> **Supplied material**
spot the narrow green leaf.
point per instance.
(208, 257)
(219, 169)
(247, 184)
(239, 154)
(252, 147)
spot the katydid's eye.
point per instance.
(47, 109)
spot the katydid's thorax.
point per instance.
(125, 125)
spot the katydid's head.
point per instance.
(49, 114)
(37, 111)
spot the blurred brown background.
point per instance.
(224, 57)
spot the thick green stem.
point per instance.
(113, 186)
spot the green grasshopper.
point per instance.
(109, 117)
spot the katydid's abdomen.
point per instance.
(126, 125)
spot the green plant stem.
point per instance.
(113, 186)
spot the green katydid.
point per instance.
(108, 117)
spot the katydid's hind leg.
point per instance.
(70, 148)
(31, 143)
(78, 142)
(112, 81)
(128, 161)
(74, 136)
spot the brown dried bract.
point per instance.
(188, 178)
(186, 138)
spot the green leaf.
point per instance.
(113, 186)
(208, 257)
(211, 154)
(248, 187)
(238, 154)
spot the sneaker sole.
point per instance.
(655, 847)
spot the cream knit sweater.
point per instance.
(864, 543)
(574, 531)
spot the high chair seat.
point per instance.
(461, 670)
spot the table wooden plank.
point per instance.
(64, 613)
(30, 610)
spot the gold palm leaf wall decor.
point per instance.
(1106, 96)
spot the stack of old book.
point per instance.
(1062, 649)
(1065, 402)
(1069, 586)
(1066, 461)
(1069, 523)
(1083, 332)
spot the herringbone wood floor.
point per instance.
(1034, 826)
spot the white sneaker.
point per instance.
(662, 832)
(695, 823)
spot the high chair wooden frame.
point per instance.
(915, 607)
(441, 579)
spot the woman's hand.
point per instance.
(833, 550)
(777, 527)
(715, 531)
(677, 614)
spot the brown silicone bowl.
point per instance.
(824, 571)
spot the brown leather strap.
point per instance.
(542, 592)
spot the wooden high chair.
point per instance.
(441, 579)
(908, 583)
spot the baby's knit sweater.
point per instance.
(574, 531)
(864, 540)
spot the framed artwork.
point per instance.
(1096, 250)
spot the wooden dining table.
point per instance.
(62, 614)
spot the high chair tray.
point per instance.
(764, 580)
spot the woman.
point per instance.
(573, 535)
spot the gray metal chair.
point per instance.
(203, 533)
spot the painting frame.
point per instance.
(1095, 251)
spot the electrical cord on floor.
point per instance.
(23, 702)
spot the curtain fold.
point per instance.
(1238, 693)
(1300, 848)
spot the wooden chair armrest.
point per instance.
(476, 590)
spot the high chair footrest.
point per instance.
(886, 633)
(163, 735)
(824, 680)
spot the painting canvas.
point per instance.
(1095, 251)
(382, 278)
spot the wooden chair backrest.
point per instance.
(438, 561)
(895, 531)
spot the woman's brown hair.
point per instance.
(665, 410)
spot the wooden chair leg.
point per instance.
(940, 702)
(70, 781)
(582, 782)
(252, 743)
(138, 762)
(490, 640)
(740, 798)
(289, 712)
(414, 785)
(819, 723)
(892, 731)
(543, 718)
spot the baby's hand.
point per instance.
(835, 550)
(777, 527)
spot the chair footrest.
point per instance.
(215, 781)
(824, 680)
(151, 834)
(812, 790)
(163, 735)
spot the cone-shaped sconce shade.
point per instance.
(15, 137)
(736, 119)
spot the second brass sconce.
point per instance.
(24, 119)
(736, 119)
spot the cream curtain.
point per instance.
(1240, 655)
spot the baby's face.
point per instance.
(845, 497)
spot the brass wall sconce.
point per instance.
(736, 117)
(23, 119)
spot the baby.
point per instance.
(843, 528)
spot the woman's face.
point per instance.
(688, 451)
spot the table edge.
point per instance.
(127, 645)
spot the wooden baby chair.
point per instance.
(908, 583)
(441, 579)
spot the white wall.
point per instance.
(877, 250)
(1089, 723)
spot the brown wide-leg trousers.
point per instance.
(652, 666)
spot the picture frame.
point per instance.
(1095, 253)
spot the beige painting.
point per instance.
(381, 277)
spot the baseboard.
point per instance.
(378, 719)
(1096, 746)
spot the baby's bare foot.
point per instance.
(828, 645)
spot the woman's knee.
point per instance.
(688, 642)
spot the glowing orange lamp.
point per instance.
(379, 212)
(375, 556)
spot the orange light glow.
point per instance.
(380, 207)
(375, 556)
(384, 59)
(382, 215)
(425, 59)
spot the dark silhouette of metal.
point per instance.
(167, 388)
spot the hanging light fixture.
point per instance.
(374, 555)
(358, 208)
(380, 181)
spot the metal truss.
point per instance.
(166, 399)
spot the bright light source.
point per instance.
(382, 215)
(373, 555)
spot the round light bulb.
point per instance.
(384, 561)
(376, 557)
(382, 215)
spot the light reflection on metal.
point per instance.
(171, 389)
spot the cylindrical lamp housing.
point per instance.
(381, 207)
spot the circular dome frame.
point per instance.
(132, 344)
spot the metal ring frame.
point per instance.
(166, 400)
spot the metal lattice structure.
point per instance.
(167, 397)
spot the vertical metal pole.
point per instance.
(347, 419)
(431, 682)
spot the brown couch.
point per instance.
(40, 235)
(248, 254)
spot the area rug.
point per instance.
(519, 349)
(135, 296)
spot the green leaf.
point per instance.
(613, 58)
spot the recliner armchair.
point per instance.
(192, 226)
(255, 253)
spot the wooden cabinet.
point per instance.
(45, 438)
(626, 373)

> **What you are asked to do**
Update the entries by rewriting them with "spot" changed to "locate" everywhere and every other line left unchanged.

> **Result of this task**
locate the narrow green leaf.
point per instance.
(208, 257)
(219, 169)
(247, 184)
(239, 154)
(252, 147)
locate the katydid's eye.
point per instance.
(47, 109)
locate the katydid's thorax.
point per instance.
(125, 125)
locate the katydid's head.
point per instance.
(49, 114)
(37, 111)
locate the blurred brown background.
point per instance.
(224, 57)
locate the thick green stem.
point per instance.
(113, 186)
locate the green grasshopper.
point per instance.
(109, 117)
locate the katydid's abdomen.
point per instance.
(126, 125)
locate the green plant stem.
point per instance.
(113, 186)
locate the green katydid.
point per instance.
(108, 117)
locate the katydid's hind leg.
point per instance.
(70, 148)
(31, 143)
(78, 142)
(112, 81)
(128, 161)
(74, 136)
locate the brown dried bract.
point per instance.
(188, 178)
(186, 138)
locate the green leaf.
point per instance.
(113, 186)
(208, 257)
(211, 154)
(248, 187)
(238, 154)
locate the sneaker sole.
point per instance.
(655, 847)
locate the cream knit sweater.
point per instance.
(864, 543)
(574, 531)
locate the high chair seat.
point per instance.
(461, 670)
locate the table wooden plank.
point per instance.
(64, 613)
(30, 610)
locate the gold palm leaf wall decor.
point per instance.
(1106, 96)
locate the stack of old book.
point per instance.
(1062, 649)
(1065, 402)
(1069, 586)
(1066, 461)
(1069, 523)
(1083, 332)
locate the herringbone wood floor.
point per instance.
(1034, 826)
locate the white sneaker.
point per instance.
(662, 832)
(695, 823)
locate the high chair wooden frame.
point per instance.
(915, 607)
(441, 579)
locate the woman's hand.
point per instance.
(833, 550)
(777, 527)
(715, 531)
(677, 614)
locate the brown silicone bowl.
point per instance.
(824, 571)
locate the brown leather strap.
point per instance.
(542, 592)
locate the wooden high chair.
point per instance.
(441, 579)
(908, 583)
locate the baby's knit sweater.
point per instance.
(574, 531)
(864, 540)
locate the framed artwork.
point per instance.
(1096, 250)
locate the wooden dining table.
point per instance.
(62, 614)
locate the high chair tray.
point per instance.
(764, 580)
locate the woman.
point per instance.
(573, 535)
locate the gray metal chair.
point per instance.
(203, 533)
locate the painting frame.
point per instance.
(1095, 251)
locate the electrical cord on floor.
point per instance.
(23, 702)
locate the curtain fold.
point per instance.
(1238, 693)
(1300, 848)
locate the wooden chair armrest.
point per instance.
(476, 590)
locate the high chair footrest.
point per instance.
(886, 633)
(163, 735)
(824, 680)
locate the painting canvas.
point per instance.
(1095, 251)
(382, 278)
locate the wooden chair backrest.
point per instance.
(438, 561)
(895, 531)
locate the woman's brown hair.
point per instance.
(665, 410)
locate the wooden chair leg.
point per instance.
(940, 702)
(70, 781)
(582, 782)
(252, 743)
(138, 762)
(490, 640)
(740, 798)
(289, 712)
(414, 785)
(819, 723)
(892, 731)
(543, 718)
locate the baby's hand.
point per instance.
(835, 550)
(777, 527)
locate the chair footrest.
point per instance.
(215, 781)
(824, 680)
(151, 834)
(812, 790)
(163, 735)
locate the cone-shaped sconce shade.
point per instance.
(15, 137)
(736, 119)
locate the second brass sconce.
point per instance.
(24, 119)
(736, 119)
locate the cream curtain.
point per instance.
(1240, 655)
locate the baby's face.
point per instance.
(845, 497)
locate the brass wall sconce.
point per instance.
(736, 117)
(23, 119)
locate the baby.
point per instance.
(843, 528)
locate the woman's face.
point per instance.
(688, 451)
locate the table edge.
point per instance.
(127, 645)
locate the wooden baby chair.
point per instance.
(908, 583)
(441, 579)
locate the white wall.
point per instance.
(877, 250)
(1089, 723)
locate the brown wide-leg trousers.
point per instance.
(652, 666)
locate the picture frame.
point per instance.
(1095, 253)
locate the beige painting.
point per instance.
(381, 277)
locate the baseboard.
point per instance.
(378, 719)
(1096, 746)
locate the baby's bare foot.
point per instance.
(828, 645)
locate the woman's knee.
point per instance.
(688, 642)
locate the glowing orange lamp.
point per instance.
(379, 212)
(375, 556)
locate the orange light glow.
point per instance.
(380, 207)
(375, 556)
(384, 59)
(382, 215)
(425, 59)
locate the dark silhouette of metal.
point per instance.
(167, 388)
locate the hanging light fixture.
point per instance.
(374, 555)
(358, 208)
(380, 181)
locate the metal truss.
point per instance.
(166, 399)
locate the bright light source.
point per instance.
(382, 215)
(373, 555)
locate the round light bulb.
point per instance.
(384, 561)
(376, 557)
(382, 215)
locate the light reflection on metal.
point per instance.
(171, 389)
locate the cylindrical lamp housing.
point per instance.
(381, 207)
locate the circular dome frame.
point per instance.
(132, 344)
locate the metal ring frame.
point per instance.
(166, 400)
locate the metal lattice structure.
point per instance.
(167, 397)
locate the vertical metal pole.
point per instance.
(347, 419)
(431, 682)
locate the brown couch.
point per instance.
(40, 235)
(248, 254)
locate the area rug.
point per instance.
(519, 349)
(135, 296)
locate the green leaf.
point per instance.
(613, 58)
locate the recliner armchair.
point per instance.
(192, 226)
(255, 253)
locate the wooden cabinet.
point per instance.
(45, 438)
(626, 373)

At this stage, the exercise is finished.